» PROBLEM
State how many lines in the data below contain the string "santa", and give only that number.

— Begin DATASET CONTENT —

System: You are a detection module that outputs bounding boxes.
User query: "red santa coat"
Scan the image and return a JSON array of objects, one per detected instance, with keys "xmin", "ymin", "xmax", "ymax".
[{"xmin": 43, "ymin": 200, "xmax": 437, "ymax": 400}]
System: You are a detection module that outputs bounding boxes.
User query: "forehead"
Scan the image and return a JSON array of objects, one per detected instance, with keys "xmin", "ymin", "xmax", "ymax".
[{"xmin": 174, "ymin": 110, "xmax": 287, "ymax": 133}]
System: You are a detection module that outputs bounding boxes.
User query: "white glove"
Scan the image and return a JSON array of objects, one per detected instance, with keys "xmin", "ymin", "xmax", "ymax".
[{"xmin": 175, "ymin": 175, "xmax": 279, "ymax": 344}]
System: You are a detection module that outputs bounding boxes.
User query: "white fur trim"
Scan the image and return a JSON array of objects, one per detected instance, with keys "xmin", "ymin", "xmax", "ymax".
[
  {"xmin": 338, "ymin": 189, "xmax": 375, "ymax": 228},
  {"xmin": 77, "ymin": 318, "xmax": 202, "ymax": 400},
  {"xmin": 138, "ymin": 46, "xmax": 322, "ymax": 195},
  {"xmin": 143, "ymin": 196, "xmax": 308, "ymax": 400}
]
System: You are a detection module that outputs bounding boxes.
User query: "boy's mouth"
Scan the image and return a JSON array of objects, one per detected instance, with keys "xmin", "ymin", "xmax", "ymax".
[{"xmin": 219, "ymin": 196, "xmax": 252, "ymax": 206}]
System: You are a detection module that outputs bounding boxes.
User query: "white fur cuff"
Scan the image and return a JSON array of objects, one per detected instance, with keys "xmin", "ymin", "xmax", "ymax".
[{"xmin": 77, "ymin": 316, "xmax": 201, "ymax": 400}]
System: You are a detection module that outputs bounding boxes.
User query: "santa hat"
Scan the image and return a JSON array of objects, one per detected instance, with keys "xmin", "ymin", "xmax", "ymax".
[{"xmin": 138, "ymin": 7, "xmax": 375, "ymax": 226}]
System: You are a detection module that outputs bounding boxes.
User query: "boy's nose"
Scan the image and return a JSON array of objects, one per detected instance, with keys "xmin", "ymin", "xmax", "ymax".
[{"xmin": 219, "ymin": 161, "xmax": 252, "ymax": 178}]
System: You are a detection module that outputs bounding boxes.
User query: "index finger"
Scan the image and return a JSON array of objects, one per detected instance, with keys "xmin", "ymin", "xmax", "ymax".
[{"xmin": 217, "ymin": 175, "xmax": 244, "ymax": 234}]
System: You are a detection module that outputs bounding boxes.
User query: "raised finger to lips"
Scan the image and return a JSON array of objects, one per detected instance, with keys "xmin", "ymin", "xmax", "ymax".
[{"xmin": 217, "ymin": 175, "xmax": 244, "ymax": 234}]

— End DATASET CONTENT —

» SOLUTION
2